* Region segmentation data:
==================================================
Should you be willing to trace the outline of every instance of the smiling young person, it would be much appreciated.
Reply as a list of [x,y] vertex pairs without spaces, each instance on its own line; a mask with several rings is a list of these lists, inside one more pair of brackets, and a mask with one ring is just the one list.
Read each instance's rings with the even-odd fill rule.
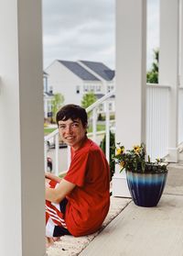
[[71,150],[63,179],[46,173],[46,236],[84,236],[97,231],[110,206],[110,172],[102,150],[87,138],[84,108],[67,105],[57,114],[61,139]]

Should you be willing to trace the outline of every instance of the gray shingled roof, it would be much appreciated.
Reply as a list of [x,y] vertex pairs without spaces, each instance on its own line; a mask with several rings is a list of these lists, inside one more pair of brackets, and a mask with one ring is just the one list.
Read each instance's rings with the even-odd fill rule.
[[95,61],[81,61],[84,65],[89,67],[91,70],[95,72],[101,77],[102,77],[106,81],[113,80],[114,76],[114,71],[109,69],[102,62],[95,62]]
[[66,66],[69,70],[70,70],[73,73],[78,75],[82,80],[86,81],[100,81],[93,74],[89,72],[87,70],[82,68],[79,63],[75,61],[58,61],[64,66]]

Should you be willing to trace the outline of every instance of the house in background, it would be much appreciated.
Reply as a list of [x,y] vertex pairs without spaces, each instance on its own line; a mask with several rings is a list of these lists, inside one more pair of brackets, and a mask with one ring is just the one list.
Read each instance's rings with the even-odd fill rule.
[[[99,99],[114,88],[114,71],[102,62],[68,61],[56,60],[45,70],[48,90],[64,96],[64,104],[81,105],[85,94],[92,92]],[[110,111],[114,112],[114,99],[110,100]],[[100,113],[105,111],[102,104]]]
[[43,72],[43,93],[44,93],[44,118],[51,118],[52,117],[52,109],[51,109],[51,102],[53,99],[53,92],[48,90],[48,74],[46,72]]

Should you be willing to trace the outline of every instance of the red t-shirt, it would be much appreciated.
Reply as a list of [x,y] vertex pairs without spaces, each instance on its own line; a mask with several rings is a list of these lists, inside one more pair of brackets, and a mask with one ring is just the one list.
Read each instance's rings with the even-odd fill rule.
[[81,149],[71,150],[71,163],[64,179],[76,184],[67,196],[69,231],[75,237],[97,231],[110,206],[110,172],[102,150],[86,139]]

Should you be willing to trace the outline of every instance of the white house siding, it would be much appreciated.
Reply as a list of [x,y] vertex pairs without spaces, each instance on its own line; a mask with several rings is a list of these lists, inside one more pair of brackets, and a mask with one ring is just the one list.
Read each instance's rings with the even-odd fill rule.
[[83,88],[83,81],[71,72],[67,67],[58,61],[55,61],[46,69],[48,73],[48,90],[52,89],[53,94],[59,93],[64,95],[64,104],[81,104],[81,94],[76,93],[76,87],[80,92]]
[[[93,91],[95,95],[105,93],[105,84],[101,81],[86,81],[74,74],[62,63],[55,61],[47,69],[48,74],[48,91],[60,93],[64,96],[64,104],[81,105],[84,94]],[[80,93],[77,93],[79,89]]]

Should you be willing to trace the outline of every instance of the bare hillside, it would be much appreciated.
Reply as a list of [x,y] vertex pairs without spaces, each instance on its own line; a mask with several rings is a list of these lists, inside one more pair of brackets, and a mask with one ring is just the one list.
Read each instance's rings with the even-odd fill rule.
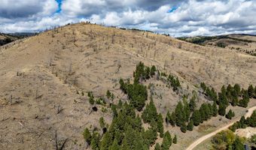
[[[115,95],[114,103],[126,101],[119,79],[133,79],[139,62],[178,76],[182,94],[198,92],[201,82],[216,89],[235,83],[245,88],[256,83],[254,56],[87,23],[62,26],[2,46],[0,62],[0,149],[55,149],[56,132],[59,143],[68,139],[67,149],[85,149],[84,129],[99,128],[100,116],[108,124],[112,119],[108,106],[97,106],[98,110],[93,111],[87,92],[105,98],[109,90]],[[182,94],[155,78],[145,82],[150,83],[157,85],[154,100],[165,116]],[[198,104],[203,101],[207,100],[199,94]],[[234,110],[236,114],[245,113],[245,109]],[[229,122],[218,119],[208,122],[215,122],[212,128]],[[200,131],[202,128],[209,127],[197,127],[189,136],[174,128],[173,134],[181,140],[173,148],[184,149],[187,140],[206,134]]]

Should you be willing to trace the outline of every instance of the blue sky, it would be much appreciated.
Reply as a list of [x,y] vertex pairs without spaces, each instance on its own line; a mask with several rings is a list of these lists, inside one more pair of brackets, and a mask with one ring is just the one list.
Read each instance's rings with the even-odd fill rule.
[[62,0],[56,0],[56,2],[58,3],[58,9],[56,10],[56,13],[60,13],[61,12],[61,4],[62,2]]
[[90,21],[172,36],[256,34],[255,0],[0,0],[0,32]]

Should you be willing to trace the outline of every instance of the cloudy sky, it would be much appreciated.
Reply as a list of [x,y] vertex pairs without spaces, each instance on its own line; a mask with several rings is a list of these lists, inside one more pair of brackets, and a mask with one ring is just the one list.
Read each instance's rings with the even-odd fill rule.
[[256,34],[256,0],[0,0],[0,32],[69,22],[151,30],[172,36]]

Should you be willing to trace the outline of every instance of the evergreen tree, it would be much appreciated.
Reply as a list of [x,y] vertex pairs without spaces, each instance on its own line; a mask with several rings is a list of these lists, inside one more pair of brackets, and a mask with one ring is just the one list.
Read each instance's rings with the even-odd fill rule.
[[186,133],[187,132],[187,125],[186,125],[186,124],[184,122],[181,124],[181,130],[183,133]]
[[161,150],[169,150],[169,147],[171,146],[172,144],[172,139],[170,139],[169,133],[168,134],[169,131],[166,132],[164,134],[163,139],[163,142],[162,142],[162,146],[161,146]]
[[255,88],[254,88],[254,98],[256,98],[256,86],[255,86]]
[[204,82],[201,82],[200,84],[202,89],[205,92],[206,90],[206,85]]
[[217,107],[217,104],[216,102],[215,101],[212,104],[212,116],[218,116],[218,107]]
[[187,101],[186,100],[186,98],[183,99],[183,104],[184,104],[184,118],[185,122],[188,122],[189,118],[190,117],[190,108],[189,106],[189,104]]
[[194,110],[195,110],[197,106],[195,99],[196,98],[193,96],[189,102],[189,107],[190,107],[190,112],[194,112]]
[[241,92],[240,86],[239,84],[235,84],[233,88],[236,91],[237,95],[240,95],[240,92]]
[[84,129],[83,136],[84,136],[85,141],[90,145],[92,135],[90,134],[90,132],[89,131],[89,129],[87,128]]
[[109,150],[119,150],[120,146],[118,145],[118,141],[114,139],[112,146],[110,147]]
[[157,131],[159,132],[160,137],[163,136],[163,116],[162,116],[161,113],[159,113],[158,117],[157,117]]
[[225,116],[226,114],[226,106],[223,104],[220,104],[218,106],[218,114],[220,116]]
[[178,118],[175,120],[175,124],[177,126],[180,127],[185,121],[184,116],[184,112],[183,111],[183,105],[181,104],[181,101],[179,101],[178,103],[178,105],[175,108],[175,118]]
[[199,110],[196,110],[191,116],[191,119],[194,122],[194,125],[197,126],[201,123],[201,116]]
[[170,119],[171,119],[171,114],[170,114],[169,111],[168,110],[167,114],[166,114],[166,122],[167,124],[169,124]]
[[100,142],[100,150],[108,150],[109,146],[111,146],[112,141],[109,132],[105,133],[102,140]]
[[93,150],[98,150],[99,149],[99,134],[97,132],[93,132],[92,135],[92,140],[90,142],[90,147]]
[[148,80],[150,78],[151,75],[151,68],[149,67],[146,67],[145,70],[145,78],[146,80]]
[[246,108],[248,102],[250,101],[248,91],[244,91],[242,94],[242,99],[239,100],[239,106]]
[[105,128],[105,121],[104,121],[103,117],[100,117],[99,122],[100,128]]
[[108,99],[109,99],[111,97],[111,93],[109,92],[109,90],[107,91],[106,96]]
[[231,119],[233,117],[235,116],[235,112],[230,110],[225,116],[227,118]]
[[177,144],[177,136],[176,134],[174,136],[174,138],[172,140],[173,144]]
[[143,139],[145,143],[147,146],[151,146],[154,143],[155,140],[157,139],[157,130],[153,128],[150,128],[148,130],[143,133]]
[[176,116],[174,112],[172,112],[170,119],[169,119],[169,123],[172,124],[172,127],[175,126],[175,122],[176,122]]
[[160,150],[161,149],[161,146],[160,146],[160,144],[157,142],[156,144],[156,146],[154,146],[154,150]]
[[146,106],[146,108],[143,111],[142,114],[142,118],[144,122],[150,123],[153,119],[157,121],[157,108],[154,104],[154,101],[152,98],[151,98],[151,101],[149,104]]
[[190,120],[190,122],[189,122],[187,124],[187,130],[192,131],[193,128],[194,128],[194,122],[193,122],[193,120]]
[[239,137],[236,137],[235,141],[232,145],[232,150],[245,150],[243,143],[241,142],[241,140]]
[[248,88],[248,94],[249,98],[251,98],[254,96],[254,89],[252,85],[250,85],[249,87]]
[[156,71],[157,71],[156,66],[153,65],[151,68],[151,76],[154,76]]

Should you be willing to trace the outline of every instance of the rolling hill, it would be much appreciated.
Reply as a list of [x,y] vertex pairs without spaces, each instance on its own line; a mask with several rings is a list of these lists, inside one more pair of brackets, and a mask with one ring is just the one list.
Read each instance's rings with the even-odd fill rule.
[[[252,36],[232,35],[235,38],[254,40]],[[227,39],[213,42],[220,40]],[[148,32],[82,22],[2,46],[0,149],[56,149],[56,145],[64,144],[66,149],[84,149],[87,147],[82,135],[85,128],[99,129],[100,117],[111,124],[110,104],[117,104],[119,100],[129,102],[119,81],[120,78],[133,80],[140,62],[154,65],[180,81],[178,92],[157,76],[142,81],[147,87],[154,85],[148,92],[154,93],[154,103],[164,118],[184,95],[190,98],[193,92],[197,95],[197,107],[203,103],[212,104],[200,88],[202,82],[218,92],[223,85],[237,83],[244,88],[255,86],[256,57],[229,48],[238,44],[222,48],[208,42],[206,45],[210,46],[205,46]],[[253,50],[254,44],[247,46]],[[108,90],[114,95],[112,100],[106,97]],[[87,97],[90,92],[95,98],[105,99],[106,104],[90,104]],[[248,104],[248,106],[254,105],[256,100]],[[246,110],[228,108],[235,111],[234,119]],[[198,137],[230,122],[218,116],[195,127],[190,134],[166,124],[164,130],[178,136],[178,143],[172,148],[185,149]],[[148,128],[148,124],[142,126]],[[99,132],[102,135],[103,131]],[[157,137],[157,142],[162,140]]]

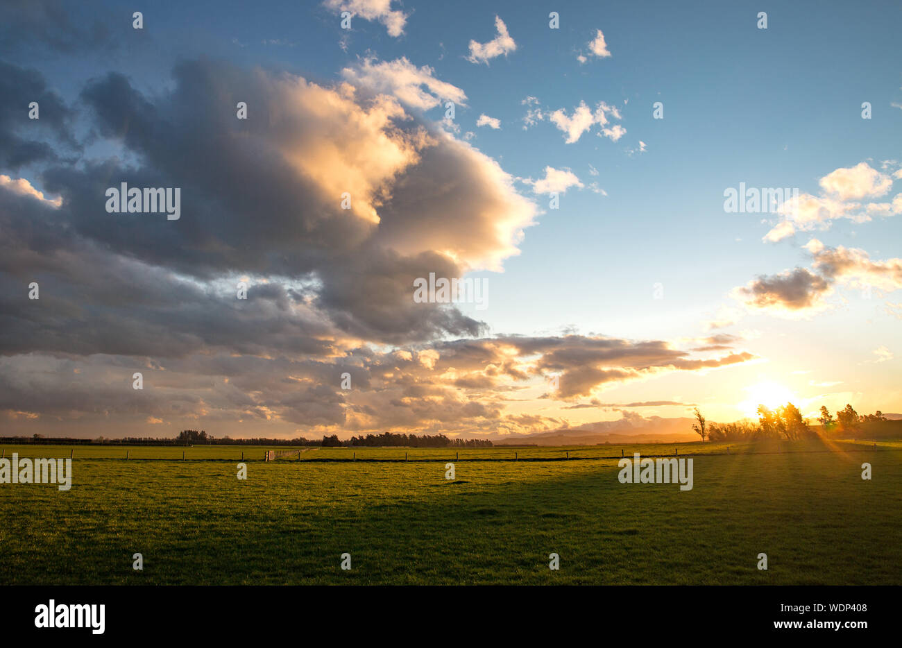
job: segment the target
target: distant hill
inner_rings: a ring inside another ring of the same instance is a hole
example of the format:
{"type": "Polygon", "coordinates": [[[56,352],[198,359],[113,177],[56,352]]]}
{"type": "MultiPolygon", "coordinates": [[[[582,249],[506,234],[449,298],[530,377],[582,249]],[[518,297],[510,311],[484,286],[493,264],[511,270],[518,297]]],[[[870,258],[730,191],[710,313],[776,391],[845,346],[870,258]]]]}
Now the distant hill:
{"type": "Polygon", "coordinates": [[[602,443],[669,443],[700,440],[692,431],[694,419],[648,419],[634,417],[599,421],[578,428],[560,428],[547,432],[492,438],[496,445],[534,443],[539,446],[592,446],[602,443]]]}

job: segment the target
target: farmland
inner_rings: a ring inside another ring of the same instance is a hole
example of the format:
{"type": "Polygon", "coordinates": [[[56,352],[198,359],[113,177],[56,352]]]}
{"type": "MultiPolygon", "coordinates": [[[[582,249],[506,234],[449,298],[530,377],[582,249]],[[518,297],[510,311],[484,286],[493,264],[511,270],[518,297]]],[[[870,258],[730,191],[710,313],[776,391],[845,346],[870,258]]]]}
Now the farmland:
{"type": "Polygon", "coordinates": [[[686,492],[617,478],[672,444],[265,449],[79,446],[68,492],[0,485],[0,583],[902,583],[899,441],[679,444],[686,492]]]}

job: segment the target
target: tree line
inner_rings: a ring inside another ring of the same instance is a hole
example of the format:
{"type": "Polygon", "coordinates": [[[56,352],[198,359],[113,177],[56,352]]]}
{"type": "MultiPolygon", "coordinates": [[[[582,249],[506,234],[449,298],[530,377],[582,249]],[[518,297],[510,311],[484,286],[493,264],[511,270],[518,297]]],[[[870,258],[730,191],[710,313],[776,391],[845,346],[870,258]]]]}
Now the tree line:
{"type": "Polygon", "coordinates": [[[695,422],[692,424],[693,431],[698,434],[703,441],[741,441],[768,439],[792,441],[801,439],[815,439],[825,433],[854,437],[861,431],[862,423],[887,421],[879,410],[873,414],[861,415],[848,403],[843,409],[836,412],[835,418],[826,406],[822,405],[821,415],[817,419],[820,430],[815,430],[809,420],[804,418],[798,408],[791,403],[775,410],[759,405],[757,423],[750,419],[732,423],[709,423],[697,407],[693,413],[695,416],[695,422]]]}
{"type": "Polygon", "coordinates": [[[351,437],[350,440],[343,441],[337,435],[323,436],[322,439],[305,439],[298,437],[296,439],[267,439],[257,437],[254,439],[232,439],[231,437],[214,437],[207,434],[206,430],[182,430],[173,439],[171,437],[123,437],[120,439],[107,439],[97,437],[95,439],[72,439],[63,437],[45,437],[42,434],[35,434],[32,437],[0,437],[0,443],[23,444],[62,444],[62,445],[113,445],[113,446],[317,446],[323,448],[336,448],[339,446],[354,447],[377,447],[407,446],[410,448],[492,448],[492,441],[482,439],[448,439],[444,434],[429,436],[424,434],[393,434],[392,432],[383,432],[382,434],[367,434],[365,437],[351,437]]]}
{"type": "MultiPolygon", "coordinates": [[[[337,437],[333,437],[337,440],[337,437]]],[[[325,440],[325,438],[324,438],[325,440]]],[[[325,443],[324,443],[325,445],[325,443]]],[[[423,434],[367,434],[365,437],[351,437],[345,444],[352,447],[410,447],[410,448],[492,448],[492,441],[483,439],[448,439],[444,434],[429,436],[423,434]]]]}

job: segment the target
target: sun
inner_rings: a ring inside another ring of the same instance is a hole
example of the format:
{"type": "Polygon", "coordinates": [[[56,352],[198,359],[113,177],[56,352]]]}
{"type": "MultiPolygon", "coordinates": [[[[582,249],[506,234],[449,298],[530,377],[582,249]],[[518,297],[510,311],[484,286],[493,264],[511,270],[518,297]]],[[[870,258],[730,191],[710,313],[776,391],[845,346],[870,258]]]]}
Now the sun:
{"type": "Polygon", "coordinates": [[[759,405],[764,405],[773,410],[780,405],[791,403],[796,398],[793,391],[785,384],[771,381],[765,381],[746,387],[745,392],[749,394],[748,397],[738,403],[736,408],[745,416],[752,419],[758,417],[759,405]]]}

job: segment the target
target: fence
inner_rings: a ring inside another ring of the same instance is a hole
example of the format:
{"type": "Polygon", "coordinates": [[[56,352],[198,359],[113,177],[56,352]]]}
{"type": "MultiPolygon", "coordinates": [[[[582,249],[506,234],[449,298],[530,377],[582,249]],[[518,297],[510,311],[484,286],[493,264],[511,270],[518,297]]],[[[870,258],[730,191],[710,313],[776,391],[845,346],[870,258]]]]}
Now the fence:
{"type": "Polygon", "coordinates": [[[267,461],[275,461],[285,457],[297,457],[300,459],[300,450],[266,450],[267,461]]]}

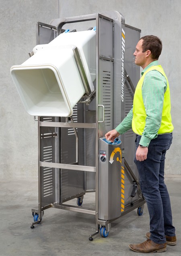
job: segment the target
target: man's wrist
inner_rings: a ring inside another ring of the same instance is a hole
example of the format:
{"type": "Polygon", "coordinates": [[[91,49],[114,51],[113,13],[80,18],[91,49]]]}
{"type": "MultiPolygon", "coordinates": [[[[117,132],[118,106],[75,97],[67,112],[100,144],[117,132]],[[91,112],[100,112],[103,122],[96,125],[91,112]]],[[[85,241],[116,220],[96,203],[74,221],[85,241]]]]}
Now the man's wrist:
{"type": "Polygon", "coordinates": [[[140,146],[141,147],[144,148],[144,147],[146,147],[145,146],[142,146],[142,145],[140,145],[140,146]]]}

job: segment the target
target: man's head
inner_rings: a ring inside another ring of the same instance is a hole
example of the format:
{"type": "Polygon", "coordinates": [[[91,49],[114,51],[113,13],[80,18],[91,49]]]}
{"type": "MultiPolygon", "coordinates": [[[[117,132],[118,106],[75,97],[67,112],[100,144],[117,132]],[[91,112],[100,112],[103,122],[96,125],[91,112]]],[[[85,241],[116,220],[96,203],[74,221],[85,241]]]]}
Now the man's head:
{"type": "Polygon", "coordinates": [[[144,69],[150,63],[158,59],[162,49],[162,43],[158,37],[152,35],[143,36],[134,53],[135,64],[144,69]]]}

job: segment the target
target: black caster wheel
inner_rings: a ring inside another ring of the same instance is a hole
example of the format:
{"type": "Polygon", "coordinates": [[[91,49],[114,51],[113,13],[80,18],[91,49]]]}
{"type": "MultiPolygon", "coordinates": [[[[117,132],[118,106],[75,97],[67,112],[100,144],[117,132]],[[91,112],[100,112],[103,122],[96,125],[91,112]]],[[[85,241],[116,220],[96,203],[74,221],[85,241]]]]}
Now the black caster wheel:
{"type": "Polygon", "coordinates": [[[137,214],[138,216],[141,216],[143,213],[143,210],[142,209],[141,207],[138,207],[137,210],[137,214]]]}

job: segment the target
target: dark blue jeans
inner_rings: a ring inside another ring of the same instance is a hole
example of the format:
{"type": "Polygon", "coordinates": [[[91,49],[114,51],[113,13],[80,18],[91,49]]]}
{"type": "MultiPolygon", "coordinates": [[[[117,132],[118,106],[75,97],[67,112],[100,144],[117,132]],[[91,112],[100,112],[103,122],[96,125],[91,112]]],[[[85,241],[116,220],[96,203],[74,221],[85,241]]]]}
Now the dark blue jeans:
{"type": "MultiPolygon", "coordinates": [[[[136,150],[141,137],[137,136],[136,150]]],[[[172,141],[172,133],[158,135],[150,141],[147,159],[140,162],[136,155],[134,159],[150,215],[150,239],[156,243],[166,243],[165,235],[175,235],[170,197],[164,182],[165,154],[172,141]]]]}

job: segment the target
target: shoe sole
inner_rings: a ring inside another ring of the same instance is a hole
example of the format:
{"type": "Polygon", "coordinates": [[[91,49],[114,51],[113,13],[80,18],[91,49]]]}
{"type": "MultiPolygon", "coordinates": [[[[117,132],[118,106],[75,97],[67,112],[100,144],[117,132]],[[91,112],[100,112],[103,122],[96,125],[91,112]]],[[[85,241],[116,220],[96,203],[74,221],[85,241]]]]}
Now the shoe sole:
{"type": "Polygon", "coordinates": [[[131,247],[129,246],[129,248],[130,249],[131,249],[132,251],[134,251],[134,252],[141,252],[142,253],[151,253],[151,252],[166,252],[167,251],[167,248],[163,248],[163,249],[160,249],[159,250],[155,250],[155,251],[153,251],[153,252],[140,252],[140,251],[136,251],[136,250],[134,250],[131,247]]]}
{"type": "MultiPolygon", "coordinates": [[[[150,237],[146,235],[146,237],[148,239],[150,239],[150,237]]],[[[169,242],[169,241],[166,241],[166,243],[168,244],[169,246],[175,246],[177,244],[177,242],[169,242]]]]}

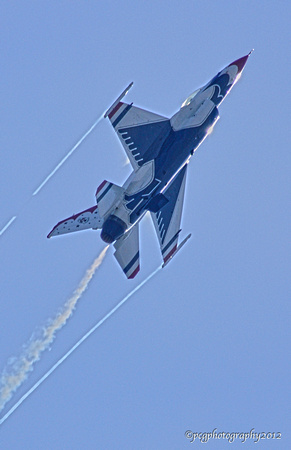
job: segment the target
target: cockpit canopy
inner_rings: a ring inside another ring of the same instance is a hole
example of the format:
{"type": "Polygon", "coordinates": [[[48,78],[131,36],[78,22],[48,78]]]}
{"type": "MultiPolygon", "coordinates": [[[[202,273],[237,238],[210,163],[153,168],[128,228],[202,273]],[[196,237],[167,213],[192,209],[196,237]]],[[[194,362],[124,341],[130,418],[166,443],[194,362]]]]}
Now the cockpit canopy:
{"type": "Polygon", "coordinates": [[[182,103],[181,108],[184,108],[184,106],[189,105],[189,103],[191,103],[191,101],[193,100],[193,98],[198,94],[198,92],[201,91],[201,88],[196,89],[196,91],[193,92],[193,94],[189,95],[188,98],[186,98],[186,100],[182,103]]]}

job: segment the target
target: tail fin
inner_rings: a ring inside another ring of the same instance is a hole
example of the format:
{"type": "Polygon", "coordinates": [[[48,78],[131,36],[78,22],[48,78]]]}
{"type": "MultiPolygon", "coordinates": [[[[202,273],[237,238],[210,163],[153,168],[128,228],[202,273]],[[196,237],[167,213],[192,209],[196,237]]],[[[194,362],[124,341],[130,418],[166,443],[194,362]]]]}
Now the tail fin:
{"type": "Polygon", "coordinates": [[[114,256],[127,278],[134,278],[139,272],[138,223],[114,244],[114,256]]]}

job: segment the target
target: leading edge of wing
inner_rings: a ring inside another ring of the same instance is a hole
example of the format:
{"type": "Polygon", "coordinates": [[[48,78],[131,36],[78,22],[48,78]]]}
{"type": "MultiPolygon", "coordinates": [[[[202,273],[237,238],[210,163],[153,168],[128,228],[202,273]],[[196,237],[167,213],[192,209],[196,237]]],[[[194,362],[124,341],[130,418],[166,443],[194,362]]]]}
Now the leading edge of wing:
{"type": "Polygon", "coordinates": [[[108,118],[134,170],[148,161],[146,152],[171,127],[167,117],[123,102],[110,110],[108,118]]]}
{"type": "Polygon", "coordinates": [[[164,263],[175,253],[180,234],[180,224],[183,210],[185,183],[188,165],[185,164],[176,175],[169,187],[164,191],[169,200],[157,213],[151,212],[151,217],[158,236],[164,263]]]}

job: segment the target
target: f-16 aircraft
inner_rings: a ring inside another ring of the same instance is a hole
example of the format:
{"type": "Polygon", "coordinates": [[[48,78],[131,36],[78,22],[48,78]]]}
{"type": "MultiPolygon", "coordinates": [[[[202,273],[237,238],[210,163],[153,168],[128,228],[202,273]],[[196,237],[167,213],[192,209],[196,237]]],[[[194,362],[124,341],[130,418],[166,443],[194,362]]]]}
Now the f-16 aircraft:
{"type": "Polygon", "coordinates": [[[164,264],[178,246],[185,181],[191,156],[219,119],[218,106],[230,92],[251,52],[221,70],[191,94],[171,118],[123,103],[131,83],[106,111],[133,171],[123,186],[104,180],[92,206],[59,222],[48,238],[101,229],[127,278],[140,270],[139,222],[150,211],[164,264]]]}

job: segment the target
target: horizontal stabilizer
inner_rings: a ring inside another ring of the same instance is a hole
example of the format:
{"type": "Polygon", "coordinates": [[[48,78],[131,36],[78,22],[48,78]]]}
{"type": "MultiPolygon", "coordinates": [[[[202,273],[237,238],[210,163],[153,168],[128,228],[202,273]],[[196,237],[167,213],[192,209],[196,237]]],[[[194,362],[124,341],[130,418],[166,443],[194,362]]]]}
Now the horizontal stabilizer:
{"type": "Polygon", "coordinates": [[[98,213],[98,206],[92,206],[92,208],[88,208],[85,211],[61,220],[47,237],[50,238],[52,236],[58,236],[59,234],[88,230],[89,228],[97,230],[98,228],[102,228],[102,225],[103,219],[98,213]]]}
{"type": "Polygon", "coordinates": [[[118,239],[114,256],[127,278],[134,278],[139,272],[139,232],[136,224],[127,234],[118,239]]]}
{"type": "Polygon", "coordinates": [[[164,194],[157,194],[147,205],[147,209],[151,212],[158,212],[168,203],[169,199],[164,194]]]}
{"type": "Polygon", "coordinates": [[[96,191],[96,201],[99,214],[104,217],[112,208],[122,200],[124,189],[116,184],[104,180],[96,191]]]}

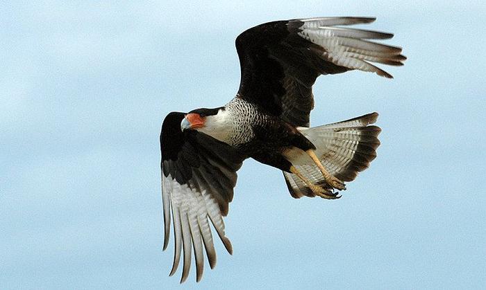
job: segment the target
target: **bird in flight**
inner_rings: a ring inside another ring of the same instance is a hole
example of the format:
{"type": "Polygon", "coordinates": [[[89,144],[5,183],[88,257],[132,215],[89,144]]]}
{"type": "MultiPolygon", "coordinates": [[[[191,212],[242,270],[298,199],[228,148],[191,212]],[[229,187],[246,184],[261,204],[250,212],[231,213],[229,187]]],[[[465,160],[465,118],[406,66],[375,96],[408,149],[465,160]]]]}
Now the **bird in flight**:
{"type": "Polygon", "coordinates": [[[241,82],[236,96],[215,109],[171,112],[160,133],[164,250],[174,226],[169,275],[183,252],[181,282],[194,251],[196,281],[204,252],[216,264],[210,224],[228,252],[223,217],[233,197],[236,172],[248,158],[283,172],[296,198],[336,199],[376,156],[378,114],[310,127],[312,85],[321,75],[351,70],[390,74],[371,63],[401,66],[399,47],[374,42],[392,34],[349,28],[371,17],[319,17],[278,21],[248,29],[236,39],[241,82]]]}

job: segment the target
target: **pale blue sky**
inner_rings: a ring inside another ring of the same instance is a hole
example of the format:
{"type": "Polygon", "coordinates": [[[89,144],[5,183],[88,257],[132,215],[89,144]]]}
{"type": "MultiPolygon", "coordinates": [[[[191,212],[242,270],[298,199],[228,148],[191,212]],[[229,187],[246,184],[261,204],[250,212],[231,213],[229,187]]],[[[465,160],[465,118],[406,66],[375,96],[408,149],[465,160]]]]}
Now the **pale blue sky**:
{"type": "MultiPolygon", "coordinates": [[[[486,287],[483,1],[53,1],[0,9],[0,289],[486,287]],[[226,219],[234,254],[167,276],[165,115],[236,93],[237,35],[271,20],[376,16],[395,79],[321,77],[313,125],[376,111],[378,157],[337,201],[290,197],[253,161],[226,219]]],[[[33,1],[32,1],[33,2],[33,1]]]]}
==================================================
* WHAT THE TASK ASKS: Filter the entries above and copy out every line that contains the word "wrist", treating the match as case-sensitive.

* RESPONSE BELOW:
target: man's wrist
Now the man's wrist:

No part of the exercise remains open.